Start

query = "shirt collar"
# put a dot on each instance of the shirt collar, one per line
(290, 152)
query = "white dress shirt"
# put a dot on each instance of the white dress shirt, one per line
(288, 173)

End

* DIRECTION
Rewrite every line of the rows above as a numbered list, dropping any blank lines.

* FULL RESPONSE
1. query = "shirt collar"
2. # put a dot on each instance of the shirt collar, one per line
3. (290, 152)
4. query = "white dress shirt"
5. # put a dot on each instance of the white dress shirt, one per line
6. (288, 173)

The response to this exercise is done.